INSTRUCTIONS FOR THE TASK:
Rewrite the items below, replacing each "fallen leaf" with "dead leaf" and keeping everything else the same.
◇ ◇ ◇ ◇ ◇ ◇ ◇
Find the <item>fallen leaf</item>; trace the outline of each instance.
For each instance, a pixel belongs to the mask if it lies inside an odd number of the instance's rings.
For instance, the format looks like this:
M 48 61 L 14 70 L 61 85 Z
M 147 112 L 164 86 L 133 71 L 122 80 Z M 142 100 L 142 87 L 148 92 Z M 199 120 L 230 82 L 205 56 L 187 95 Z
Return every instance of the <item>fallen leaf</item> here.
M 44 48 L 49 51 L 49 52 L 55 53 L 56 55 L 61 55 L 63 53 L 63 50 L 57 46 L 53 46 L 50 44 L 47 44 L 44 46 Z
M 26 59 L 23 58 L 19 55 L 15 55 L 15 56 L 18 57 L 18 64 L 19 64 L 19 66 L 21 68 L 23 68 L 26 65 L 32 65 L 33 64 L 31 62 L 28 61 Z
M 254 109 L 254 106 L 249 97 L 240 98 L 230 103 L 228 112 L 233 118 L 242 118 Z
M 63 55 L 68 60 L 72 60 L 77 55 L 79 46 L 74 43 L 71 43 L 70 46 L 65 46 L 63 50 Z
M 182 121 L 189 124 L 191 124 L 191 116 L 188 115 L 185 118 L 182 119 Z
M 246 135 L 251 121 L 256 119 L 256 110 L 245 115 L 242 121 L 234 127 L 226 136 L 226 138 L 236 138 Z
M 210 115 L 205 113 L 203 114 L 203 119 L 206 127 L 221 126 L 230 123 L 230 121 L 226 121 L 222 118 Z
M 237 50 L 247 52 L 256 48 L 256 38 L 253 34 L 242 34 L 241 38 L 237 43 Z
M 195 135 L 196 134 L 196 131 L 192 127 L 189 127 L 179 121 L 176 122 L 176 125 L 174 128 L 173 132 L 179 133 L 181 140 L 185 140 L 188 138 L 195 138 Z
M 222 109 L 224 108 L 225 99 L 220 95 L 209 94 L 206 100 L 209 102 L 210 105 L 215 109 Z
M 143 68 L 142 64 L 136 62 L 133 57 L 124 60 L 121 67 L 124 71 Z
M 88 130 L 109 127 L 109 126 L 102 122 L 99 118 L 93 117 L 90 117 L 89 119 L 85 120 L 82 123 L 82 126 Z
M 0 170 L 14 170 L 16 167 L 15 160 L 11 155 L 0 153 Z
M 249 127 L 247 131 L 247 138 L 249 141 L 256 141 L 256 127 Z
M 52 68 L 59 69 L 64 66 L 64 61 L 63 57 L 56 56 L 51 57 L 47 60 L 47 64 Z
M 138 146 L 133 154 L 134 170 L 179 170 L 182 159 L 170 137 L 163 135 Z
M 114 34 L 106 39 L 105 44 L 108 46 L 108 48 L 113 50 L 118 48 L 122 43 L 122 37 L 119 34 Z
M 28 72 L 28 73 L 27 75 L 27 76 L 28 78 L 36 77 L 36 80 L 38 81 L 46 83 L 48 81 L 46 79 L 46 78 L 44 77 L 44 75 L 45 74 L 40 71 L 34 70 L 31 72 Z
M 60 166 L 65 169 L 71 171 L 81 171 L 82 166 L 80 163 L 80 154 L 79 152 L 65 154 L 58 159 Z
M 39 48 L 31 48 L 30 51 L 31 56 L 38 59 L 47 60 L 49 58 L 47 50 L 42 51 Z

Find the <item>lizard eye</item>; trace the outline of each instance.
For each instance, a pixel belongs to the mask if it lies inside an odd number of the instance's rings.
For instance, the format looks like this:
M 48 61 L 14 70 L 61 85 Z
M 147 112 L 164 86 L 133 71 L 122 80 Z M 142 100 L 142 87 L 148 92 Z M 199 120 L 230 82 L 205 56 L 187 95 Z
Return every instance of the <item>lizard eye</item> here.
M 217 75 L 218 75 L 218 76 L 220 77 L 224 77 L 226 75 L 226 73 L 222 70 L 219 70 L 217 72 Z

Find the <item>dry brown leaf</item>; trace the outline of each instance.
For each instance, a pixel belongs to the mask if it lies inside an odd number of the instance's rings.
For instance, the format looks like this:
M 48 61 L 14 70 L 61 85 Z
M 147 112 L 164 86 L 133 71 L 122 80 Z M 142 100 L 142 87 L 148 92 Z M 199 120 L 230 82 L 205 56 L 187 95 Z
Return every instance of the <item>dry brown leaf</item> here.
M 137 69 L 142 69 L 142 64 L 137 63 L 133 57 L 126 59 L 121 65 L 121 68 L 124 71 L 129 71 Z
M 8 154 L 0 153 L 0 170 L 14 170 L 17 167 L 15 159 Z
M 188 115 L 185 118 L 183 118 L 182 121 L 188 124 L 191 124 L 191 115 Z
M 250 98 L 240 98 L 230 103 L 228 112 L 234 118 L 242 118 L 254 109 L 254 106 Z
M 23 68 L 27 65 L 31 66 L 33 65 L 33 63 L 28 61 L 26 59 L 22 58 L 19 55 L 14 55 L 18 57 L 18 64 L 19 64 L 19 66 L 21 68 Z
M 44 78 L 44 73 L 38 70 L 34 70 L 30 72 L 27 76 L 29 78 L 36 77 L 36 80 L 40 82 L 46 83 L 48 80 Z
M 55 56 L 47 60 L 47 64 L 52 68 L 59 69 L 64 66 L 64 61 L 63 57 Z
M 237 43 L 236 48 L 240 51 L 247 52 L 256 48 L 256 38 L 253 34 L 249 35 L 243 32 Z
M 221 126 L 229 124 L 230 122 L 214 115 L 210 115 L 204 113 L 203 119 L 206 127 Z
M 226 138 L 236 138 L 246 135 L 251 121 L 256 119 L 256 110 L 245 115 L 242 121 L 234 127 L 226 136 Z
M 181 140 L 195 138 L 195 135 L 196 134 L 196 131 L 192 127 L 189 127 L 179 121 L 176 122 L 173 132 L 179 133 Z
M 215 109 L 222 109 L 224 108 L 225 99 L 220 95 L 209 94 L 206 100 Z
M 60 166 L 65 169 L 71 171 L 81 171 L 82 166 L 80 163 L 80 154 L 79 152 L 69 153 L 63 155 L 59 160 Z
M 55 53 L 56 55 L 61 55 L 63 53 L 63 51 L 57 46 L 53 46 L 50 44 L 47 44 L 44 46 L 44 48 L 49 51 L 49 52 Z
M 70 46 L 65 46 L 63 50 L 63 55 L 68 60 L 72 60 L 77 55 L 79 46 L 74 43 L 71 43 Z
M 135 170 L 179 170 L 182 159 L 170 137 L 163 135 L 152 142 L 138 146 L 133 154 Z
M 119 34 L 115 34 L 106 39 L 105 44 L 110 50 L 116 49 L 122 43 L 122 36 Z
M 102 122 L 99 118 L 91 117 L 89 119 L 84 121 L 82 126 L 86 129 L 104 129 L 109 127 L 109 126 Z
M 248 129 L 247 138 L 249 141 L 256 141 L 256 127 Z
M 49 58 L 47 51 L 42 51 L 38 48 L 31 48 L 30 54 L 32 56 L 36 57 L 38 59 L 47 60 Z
◇ ◇ ◇ ◇ ◇ ◇ ◇
RESULT OF THIS EXERCISE:
Find the <item>dead leaf</item>; trace the outline of each instance.
For each instance, a pixel belongs to the mask if it lies inside an odd number of the instance's rings.
For instance, the format looks like this:
M 48 61 L 14 70 L 61 85 Z
M 147 112 L 164 86 L 133 71 L 122 80 Z M 142 100 L 142 87 L 148 92 Z M 199 120 L 230 82 L 205 56 L 187 95 Z
Return every instance of the <item>dead leaf</item> here.
M 44 48 L 49 51 L 49 52 L 55 53 L 56 55 L 61 55 L 63 53 L 63 50 L 57 46 L 53 46 L 50 44 L 47 44 L 44 46 Z
M 26 59 L 23 58 L 19 55 L 15 55 L 15 56 L 18 57 L 18 64 L 19 64 L 19 66 L 21 68 L 23 68 L 26 65 L 32 65 L 33 64 L 31 62 L 28 61 Z
M 254 109 L 254 106 L 249 97 L 240 98 L 230 103 L 228 112 L 233 118 L 242 118 Z
M 63 55 L 68 60 L 72 60 L 77 55 L 79 46 L 74 43 L 71 43 L 70 46 L 65 46 L 63 50 Z
M 182 121 L 189 124 L 191 124 L 191 116 L 188 115 L 185 118 L 182 119 Z
M 246 135 L 251 121 L 256 119 L 256 110 L 245 115 L 242 121 L 234 127 L 226 136 L 226 138 L 236 138 Z
M 210 115 L 205 113 L 203 114 L 203 119 L 206 127 L 221 126 L 230 123 L 230 121 L 226 121 L 222 118 Z
M 237 50 L 247 52 L 256 48 L 256 38 L 253 34 L 242 34 L 241 38 L 237 43 Z
M 195 135 L 196 134 L 196 131 L 192 127 L 189 127 L 179 121 L 176 122 L 176 125 L 174 128 L 173 132 L 179 133 L 181 140 L 185 140 L 188 138 L 195 138 Z
M 222 109 L 224 108 L 225 99 L 220 95 L 209 94 L 206 100 L 209 102 L 210 105 L 215 109 Z
M 143 68 L 142 64 L 136 62 L 133 57 L 124 60 L 121 67 L 124 71 Z
M 88 130 L 109 127 L 109 126 L 102 122 L 99 118 L 93 117 L 90 117 L 89 119 L 85 120 L 82 123 L 82 126 Z
M 0 170 L 14 170 L 16 167 L 15 160 L 11 155 L 0 153 Z
M 249 127 L 247 131 L 247 138 L 249 141 L 256 141 L 256 127 Z
M 52 68 L 59 69 L 64 66 L 64 61 L 63 57 L 56 56 L 51 57 L 47 60 L 47 64 Z
M 138 146 L 133 154 L 134 170 L 179 170 L 182 159 L 170 137 L 163 135 Z
M 114 34 L 106 39 L 105 44 L 108 46 L 108 48 L 113 50 L 118 48 L 122 43 L 122 37 L 119 34 Z
M 28 72 L 28 73 L 27 75 L 27 76 L 28 78 L 36 77 L 36 80 L 38 81 L 46 83 L 48 81 L 46 79 L 46 78 L 44 77 L 44 75 L 45 74 L 40 71 L 34 70 L 31 72 Z
M 60 166 L 65 169 L 71 171 L 81 171 L 82 166 L 80 163 L 80 154 L 79 152 L 65 154 L 58 159 Z
M 39 48 L 31 48 L 30 51 L 31 56 L 38 59 L 47 60 L 49 58 L 47 50 L 42 51 Z

Find the <item>lizard eye</item>; trace the outline of each instance.
For each instance, a pixel belongs to the mask if it lies inside an odd number of the instance's rings.
For instance, the format looks like this:
M 48 61 L 14 70 L 61 85 Z
M 147 112 L 164 86 L 133 71 L 122 80 Z M 142 100 L 142 87 L 148 92 Z M 199 120 L 230 82 L 205 56 L 187 95 Z
Return every instance of the <item>lizard eye</item> here.
M 217 75 L 218 75 L 218 76 L 220 77 L 224 77 L 226 75 L 226 73 L 222 70 L 219 70 L 217 72 Z

Find the <item>dry brown leaf</item>; trace the outline of each instance.
For each instance, a pixel belongs to the mask if it lies inside an odd number of the instance's rings.
For instance, the format looks like this:
M 48 61 L 14 70 L 61 85 Z
M 147 112 L 164 86 L 133 71 L 122 80 Z M 142 100 L 142 87 L 148 92 Z M 199 120 L 230 82 L 205 56 L 187 95 Z
Return every instance of the <item>dry brown leaf</item> here.
M 137 69 L 142 69 L 142 64 L 137 63 L 133 57 L 126 59 L 121 65 L 121 68 L 124 71 L 129 71 Z
M 8 154 L 0 153 L 0 170 L 14 170 L 17 167 L 15 159 Z
M 188 115 L 185 118 L 183 118 L 182 121 L 188 124 L 191 124 L 191 115 Z
M 250 98 L 240 98 L 230 103 L 228 112 L 234 118 L 242 118 L 254 109 L 254 106 Z
M 23 68 L 27 65 L 31 66 L 33 65 L 33 63 L 28 61 L 26 59 L 22 58 L 19 55 L 14 55 L 18 57 L 18 64 L 19 64 L 19 66 L 21 68 Z
M 44 78 L 44 73 L 38 70 L 34 70 L 30 72 L 27 76 L 29 78 L 36 77 L 36 80 L 40 82 L 46 83 L 48 80 Z
M 55 56 L 47 60 L 47 64 L 52 68 L 59 69 L 64 66 L 64 61 L 63 57 Z
M 237 43 L 236 48 L 240 51 L 247 52 L 256 48 L 256 38 L 253 34 L 249 35 L 243 32 Z
M 221 126 L 229 124 L 230 122 L 214 115 L 210 115 L 204 113 L 203 119 L 206 127 Z
M 226 138 L 236 138 L 246 135 L 251 121 L 256 119 L 256 110 L 245 115 L 242 121 L 234 127 L 226 136 Z
M 181 140 L 195 138 L 195 135 L 196 134 L 196 131 L 192 127 L 189 127 L 179 121 L 176 122 L 173 132 L 179 133 Z
M 215 109 L 222 109 L 224 108 L 225 99 L 220 95 L 209 94 L 206 100 Z
M 60 166 L 65 169 L 71 171 L 81 171 L 82 166 L 80 163 L 80 154 L 79 152 L 69 153 L 63 155 L 59 160 Z
M 55 53 L 56 55 L 61 55 L 63 53 L 63 51 L 57 46 L 53 46 L 50 44 L 47 44 L 44 46 L 44 48 L 49 51 L 49 52 Z
M 70 46 L 65 46 L 63 50 L 63 55 L 68 60 L 72 60 L 77 55 L 79 46 L 74 43 L 71 43 Z
M 135 170 L 179 170 L 182 159 L 170 137 L 163 135 L 152 142 L 138 146 L 133 154 Z
M 119 34 L 115 34 L 106 39 L 105 44 L 110 50 L 116 49 L 122 43 L 122 36 Z
M 102 122 L 99 118 L 91 117 L 89 119 L 84 121 L 82 126 L 86 129 L 104 129 L 109 127 L 109 126 Z
M 248 129 L 247 138 L 249 141 L 256 141 L 256 127 Z
M 49 58 L 47 51 L 42 51 L 38 48 L 31 48 L 30 54 L 32 56 L 36 57 L 38 59 L 47 60 Z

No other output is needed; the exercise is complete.